Records supplied
↓

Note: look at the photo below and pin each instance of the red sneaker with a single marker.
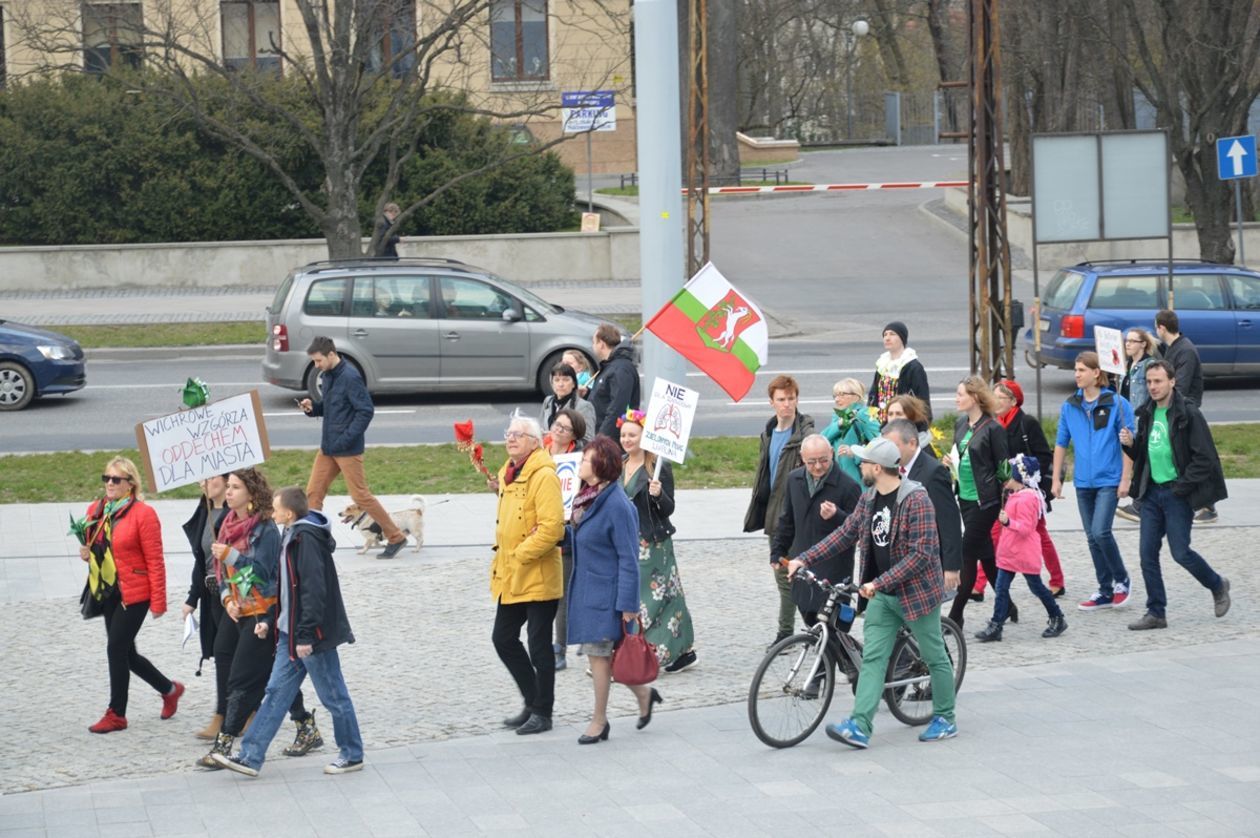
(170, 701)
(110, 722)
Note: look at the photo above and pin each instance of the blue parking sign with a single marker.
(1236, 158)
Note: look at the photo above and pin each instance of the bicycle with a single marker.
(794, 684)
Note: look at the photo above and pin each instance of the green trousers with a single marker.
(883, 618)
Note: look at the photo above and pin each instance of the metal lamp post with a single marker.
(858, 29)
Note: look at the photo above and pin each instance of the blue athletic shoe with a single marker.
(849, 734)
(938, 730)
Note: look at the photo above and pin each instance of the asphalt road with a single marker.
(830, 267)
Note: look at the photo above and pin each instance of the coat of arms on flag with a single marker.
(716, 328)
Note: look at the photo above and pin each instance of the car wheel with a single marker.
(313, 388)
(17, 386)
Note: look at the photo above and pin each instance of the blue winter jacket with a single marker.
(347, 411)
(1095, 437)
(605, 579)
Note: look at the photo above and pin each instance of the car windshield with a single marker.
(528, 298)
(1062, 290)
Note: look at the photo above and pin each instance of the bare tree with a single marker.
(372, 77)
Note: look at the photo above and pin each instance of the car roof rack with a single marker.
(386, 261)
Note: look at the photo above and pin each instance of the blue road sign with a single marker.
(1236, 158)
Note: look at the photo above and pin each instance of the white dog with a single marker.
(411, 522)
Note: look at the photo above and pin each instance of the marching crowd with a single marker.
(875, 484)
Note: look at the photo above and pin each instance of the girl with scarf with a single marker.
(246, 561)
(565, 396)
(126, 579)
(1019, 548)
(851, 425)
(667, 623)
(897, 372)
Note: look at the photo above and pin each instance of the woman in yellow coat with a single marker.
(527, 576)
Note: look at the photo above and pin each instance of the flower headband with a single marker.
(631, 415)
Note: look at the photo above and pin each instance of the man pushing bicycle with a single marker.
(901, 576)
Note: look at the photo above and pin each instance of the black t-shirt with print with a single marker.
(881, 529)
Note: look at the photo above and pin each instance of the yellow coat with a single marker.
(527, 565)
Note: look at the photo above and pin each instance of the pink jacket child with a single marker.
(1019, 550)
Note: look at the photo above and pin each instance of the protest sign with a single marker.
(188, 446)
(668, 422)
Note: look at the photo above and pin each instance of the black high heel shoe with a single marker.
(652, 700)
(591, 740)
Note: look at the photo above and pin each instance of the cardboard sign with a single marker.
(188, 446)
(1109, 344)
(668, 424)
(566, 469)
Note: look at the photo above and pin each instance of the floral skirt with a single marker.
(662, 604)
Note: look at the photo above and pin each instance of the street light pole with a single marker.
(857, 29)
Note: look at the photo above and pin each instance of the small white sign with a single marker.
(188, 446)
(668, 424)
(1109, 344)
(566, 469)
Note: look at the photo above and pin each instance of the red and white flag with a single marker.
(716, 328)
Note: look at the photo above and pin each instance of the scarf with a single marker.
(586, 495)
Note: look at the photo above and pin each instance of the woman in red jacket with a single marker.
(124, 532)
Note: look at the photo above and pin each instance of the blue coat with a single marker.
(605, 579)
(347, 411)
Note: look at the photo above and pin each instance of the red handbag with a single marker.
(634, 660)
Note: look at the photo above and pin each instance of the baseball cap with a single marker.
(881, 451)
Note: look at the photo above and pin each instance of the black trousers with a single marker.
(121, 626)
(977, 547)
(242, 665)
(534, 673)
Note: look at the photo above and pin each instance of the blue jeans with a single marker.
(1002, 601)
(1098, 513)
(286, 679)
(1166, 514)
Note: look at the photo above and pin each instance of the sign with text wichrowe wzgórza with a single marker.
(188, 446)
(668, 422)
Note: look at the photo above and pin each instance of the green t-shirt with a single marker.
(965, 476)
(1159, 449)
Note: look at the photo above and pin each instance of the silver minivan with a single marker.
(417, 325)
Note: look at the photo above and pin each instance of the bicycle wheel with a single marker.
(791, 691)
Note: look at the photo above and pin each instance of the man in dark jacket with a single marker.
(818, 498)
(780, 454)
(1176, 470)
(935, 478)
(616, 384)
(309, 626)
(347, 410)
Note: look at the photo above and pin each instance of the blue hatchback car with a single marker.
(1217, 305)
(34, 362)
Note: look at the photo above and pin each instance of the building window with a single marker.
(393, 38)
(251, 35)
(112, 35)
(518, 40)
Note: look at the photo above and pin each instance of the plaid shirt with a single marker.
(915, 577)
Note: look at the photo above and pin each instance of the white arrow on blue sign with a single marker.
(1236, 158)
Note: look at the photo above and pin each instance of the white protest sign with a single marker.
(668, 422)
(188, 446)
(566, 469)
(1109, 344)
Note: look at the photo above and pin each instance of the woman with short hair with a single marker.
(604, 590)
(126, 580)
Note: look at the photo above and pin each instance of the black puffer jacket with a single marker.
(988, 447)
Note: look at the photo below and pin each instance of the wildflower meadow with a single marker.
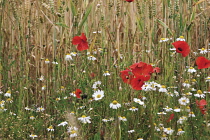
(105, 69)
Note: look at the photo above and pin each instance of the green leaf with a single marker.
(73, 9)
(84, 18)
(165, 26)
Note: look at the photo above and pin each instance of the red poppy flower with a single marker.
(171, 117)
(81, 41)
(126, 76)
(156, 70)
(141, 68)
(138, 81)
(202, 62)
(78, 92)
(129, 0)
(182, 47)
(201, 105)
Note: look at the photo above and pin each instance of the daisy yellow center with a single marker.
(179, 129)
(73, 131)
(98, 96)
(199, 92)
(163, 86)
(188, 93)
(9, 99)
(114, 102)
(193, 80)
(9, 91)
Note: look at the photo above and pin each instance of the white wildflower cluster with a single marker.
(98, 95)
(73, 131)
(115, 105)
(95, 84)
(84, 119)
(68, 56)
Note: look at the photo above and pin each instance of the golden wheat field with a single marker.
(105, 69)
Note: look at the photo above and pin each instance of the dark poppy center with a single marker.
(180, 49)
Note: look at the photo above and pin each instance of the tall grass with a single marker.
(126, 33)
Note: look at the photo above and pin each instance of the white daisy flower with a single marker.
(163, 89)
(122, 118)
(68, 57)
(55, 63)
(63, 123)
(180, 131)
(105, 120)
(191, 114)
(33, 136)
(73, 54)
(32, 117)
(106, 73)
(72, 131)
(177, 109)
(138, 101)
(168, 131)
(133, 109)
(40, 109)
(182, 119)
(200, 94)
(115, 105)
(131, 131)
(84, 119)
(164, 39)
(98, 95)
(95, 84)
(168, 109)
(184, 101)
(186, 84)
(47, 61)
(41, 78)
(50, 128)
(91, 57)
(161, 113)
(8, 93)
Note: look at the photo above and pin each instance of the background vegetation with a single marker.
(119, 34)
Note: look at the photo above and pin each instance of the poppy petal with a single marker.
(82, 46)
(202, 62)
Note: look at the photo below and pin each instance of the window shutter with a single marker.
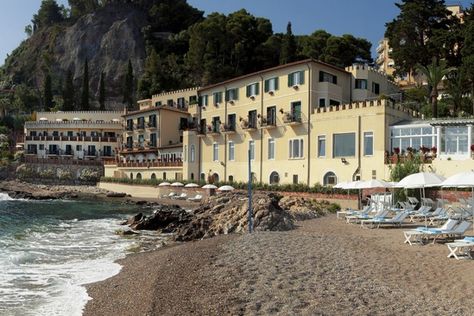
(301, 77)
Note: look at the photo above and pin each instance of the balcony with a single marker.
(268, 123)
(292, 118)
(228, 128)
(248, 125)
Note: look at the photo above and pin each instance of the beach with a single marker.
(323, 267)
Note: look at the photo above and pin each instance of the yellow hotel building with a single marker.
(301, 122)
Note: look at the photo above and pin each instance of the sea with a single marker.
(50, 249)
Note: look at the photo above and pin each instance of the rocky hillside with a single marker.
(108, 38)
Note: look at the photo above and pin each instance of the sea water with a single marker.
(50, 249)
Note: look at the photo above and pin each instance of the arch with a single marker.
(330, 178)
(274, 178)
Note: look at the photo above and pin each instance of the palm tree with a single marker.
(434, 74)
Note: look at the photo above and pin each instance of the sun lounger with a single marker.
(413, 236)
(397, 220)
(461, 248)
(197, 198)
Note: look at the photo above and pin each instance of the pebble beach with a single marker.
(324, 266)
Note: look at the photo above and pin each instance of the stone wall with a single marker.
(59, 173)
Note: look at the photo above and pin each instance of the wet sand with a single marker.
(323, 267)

↑

What is being asked
Generate a word-for-word copy of the preceding records, excluding all pictures.

Correct output
Note: look at the photo below and pin each instance of the red sneaker with a single marker.
(170, 701)
(110, 722)
Note: look at the photo above and pin each instance of the blue parking sign with a single marker.
(1236, 158)
Note: look at the photo above and pin each instance of the bicycle with a single marker.
(794, 684)
Note: look at the photo above and pin each instance of the green trousers with a single marker.
(883, 618)
Note: look at the photo above and pin each instance of the metal lamp post with a single marker.
(858, 29)
Note: look at the photo above and pin each instance of the blue athletic shoe with a single marker.
(849, 734)
(938, 730)
Note: look at the photo above and pin each instance of the asphalt road with a single marker.
(830, 267)
Note: look at the photo above and pin each instance of the coat of arms on flag with a single marker.
(716, 328)
Note: look at the photo above and pin each instance of the car wheel with a single marker.
(313, 388)
(17, 386)
Note: look at the photo above and pin each instance of the blue winter jacket with a single marker.
(347, 411)
(1095, 437)
(605, 579)
Note: look at the photo above and pin each instance of the car windshield with a single marker.
(528, 298)
(1062, 290)
Note: look at the photo above and pin each instance of the bare tree with a single marker.
(372, 77)
Note: look at the photo above and pin each instance of the car roof rack with a single marker.
(386, 261)
Note: look at the photo above and pin each instance of the blue road sign with a single marker.
(1236, 158)
Note: look at the photo above and pin each instance of the white dog with a single marker.
(411, 522)
Note: look at the photo above and pin each instance of the marching crowd with a single marker.
(875, 484)
Note: look at the photo above and pin each instance of the girl with scarf with a single marker.
(246, 561)
(565, 396)
(126, 579)
(1019, 548)
(851, 425)
(667, 623)
(897, 372)
Note: look at the photo above and pin each instance of the woman in yellow coat with a single marker.
(527, 576)
Note: look at the photo above and pin each instance of the flower headband with a single marker.
(631, 415)
Note: look at the photo above and pin each instance of the man pushing bicycle with a single marker.
(901, 576)
Note: look at the photo above and pin each instance of the black t-shirt with print with a single marker.
(881, 529)
Note: look at the photo above and pin each instance of the yellow coat with a single marker.
(527, 565)
Note: look at the photo above and pin each instance of the pink jacket child with a single marker.
(1019, 550)
Note: look at the photo above and pin each instance of the protest sign with a single marker.
(188, 446)
(668, 422)
Note: look at the photo above and pin each instance of the black high heel shoe with a single marker.
(652, 700)
(591, 740)
Note: look at the photo above and pin each instance of the cardboard sign with a single marker.
(188, 446)
(1109, 344)
(668, 424)
(566, 469)
Note: look at the photo above and pin each instance of the floral skirt with a single marker.
(662, 604)
Note: look at the photo above and pin each instance of the street light pole with a single marker.
(857, 29)
Note: look at the photo above and pin each instance of the small white sign with a single marker.
(188, 446)
(668, 424)
(1109, 344)
(566, 469)
Note: look at the photo above and pin each instance of the red and white flag with a single marker.
(716, 328)
Note: look at the photo above and pin each instance of the scarf with a single marker.
(586, 495)
Note: look at the photo above and pin each instance of the woman in red jacket with a single marker.
(124, 532)
Note: look at the photo above and pin each instance of the blue coat with a single marker.
(605, 579)
(347, 411)
Note: look at the photo above and pin each instance of the red handbag with a single marker.
(634, 660)
Note: look at the photo above and pin each instance of the baseball cap with a single marker.
(881, 451)
Note: look at the photo above and pin each instance of the black trousers with a single marker.
(121, 626)
(977, 547)
(242, 665)
(534, 673)
Note: look at the photo above and pin each instance of the blue jeans with a single marker.
(1002, 601)
(1098, 513)
(286, 679)
(1166, 514)
Note: look at the photo above and pin each instance of the sign with text wichrowe wzgórza with a single marker.
(188, 446)
(668, 422)
Note: look at the photo above and pin each instance of the green t-shirt with a single marker.
(965, 476)
(1159, 449)
Note: look at the photo above and pin each instance of the silver minivan with a single marker.
(417, 325)
Note: look at the photo above and pin each instance of the bicycle wheel with a single marker.
(791, 691)
Note: look at the photo above and pin each instance of the man in dark jacket with a single marker.
(818, 498)
(780, 454)
(1176, 470)
(935, 478)
(616, 384)
(309, 626)
(347, 410)
Note: look at the photo above and pin each instance of the blue hatchback car with a single marker.
(1217, 305)
(34, 362)
Note: look at the photo above and pin each instance of the building window with a single marker.
(393, 38)
(251, 35)
(112, 35)
(518, 40)
Note: look at the photo above and pin each instance of the plaid shirt with a single marker.
(915, 577)
Note: look at the photo above and pin each instance of the white arrow on blue sign with a single marker.
(1236, 158)
Note: look at the photo above and pin each instance of the white protest sign with a single marker.
(668, 422)
(188, 446)
(566, 469)
(1109, 344)
Note: look at the photo above and pin each instance of the woman with short hair with a single marker.
(604, 590)
(126, 580)
Note: look at the photo above and pin each instance of the black puffer jacket with a single marker.
(988, 447)
Note: look at the photo below and pin each instance of the wildflower meadow with a single marker.
(105, 69)
Note: look at the photo above and pin each instance of the green leaf with a single marker.
(73, 9)
(84, 18)
(165, 26)
Note: look at the photo above and pin each instance of the red poppy flower with a single marker.
(171, 117)
(81, 41)
(126, 76)
(156, 70)
(141, 68)
(138, 81)
(202, 62)
(78, 92)
(129, 0)
(182, 47)
(201, 105)
Note: look at the photo above and pin each instance of the daisy yellow center with a single marker.
(179, 129)
(73, 131)
(98, 96)
(199, 92)
(163, 86)
(188, 93)
(9, 99)
(114, 102)
(193, 80)
(9, 91)
Note: look at the photo above and pin each instance of the white wildflower cluster with a single marker.
(98, 95)
(73, 131)
(115, 105)
(95, 84)
(84, 119)
(68, 56)
Note: look at the photo above and pin each instance of the golden wheat field with a single marker.
(105, 69)
Note: look at the photo above and pin each instance of the dark poppy center with a single marker.
(180, 49)
Note: look at the photo above and pin each instance of the tall grass with a single marker.
(126, 33)
Note: look at the photo above and pin each instance of the white daisy flower with a single marker.
(163, 89)
(122, 118)
(68, 57)
(55, 63)
(63, 123)
(180, 131)
(105, 120)
(191, 114)
(33, 136)
(73, 54)
(32, 117)
(106, 73)
(72, 131)
(177, 109)
(138, 101)
(168, 131)
(133, 109)
(40, 109)
(182, 119)
(200, 94)
(115, 105)
(131, 131)
(84, 119)
(164, 39)
(98, 95)
(95, 84)
(168, 109)
(184, 101)
(186, 84)
(47, 61)
(41, 78)
(50, 128)
(91, 57)
(161, 113)
(8, 93)
Note: look at the photo above and pin each instance of the background vegetation with a single marker.
(119, 34)
Note: look at the photo above and pin each instance of the poppy petal with a single marker.
(82, 46)
(202, 62)
Note: look at the photo below and pin each instance of the window shutter with a single marker.
(301, 77)
Note: look at the photo above and pin each instance of the balcony with a single marker.
(268, 123)
(292, 118)
(228, 128)
(248, 125)
Note: look at the photo above and pin each instance of the beach with a single marker.
(323, 267)
Note: look at the photo above and pin each instance of the yellow hotel building with a single marker.
(301, 122)
Note: look at the photo above and pin each instance of the sea with a single marker.
(50, 249)
Note: look at the photo above and pin each instance of the rocky hillside with a single marker.
(108, 38)
Note: look at the photo above and pin each instance of the sea water with a single marker.
(50, 249)
Note: look at the photo above and pin each instance of the arch with a single marker.
(330, 178)
(274, 178)
Note: look at the photo above and pin each instance of the palm tree with a single marker.
(434, 74)
Note: look at the photo above and pin each instance of the sun lounger with a single marker.
(413, 236)
(397, 220)
(461, 248)
(197, 198)
Note: look at the photo above and pin each instance of the pebble beach with a single marker.
(324, 266)
Note: look at the photo above and pin each instance of the stone wall with a single marker.
(59, 173)
Note: look at the photo above and pin each instance of the wet sand with a single marker.
(323, 267)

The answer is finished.